■ **Set tasks**:
• a. From the Currey biography, reproduce verbatim the passage that begins at the words "R. N. Currey" and stops after the words "Grammar, Colchester (1934–73).".
• b. According to the Currey biography, which corps was Currey called up to in 1941?

■ **Provided passage**:
* begin *

R. N. Currey
Ralph Nixon "R.N." Currey (14 December 1907 – 18 November 2001) was a South African born poet, who wrote in English. He was born in Mafeking, South Africa. His father was an English Methodist minister who had come out with the British troops at the end of the Boer War. He attended Kingswood School, Bath and Wadham College, Oxford.[1] Currey married Stella Martin in 1932. He taught at the Royal Grammar, Colchester (1934–73).
He was called up in 1941 to the Royal Corps of Signals before transferring to the Royal Artillery where he received his commission. In 1945 T. S. Eliot wrote to him about his work This Other Planet, telling him that he though it was "the best war poetry in the correct sense of the term that I have seen in these past years".[2]
He died at home in Colchester, England.[3]
Works
- Tiresias, Oxford University, 1940
- Heavy Guns, New English Weekly, 1942
- The Poetry Magazine July 1944[4]
- This Other Planet, 1945
- Poems from India (Bombay, 1945) (London, 1946)

* end *

■ **Record excerpts**:
* begin *

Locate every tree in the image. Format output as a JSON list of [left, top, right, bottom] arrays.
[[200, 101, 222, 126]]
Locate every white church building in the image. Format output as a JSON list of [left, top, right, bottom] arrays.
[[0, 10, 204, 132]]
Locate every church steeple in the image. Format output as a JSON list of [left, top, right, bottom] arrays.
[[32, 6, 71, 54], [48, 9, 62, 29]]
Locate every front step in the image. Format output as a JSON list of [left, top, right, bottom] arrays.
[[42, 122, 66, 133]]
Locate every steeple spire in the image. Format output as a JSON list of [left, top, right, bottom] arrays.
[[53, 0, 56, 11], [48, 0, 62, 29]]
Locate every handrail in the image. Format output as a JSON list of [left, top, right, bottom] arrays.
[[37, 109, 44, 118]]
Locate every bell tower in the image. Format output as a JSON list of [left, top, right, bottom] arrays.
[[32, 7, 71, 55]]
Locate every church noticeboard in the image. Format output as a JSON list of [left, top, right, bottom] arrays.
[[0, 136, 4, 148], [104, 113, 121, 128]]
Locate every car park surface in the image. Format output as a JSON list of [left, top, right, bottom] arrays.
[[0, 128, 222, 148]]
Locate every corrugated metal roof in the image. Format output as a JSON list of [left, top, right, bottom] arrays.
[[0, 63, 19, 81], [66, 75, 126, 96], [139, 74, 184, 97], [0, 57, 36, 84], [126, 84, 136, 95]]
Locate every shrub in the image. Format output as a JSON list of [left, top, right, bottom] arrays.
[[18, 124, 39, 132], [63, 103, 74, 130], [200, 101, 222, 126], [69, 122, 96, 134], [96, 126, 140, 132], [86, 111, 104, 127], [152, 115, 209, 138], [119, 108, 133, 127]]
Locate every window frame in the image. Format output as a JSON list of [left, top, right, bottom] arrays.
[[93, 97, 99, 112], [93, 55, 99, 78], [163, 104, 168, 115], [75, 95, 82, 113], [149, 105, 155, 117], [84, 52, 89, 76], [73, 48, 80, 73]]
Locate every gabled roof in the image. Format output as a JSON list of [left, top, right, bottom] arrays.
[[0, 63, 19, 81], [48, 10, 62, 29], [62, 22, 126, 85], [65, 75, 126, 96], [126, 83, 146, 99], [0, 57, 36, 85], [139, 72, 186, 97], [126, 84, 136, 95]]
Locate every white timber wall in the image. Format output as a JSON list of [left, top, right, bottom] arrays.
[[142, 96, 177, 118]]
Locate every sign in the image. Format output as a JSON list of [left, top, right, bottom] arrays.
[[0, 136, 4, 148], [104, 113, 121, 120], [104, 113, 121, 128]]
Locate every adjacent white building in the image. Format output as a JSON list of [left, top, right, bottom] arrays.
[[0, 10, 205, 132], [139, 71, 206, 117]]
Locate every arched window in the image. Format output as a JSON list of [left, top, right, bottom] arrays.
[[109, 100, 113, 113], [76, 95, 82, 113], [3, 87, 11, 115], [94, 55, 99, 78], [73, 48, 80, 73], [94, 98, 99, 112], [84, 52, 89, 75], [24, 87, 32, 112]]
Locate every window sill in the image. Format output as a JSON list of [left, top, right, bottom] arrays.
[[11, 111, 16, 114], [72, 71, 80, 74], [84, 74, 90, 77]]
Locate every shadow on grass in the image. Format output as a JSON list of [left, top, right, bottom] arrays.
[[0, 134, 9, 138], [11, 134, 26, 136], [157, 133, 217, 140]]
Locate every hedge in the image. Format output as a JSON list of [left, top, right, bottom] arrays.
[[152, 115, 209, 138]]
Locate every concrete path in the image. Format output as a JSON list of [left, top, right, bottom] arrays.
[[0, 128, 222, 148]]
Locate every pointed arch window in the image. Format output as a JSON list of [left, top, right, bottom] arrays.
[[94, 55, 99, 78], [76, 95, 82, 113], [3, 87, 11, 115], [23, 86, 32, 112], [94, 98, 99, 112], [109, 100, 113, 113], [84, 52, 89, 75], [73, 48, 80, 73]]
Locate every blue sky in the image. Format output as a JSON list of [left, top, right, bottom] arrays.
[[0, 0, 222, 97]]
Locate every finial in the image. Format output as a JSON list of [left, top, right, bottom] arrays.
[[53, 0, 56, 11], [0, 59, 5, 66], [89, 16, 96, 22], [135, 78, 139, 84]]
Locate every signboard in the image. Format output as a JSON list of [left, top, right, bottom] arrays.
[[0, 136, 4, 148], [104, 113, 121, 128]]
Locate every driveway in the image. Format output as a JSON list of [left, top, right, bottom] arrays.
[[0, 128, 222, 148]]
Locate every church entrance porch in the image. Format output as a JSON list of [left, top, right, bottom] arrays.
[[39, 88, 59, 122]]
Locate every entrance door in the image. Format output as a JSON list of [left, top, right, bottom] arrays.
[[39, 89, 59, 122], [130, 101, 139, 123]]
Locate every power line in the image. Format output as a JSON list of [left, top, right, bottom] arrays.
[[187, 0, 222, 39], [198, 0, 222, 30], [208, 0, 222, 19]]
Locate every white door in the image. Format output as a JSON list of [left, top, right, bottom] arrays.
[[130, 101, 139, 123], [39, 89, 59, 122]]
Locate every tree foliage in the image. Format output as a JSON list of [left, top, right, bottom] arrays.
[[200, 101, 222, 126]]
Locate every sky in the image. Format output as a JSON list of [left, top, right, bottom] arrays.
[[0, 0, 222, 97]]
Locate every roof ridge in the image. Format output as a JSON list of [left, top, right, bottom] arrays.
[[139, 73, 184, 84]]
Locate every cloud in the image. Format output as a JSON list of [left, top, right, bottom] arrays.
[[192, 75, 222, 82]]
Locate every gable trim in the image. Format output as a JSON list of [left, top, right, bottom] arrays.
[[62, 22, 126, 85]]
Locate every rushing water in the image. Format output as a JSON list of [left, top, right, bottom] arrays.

* end *

■ **Task-by-task answers**:
• a.
R. N. Currey
Ralph Nixon "R.N." Currey (14 December 1907 – 18 November 2001) was a South African born poet, who wrote in English. He was born in Mafeking, South Africa. His father was an English Methodist minister who had come out with the British troops at the end of the Boer War. He attended Kingswood School, Bath and Wadham College, Oxford.[1] Currey married Stella Martin in 1932. He taught at the Royal Grammar, Colchester (1934–73).

• b. The Royal Corps of Signals.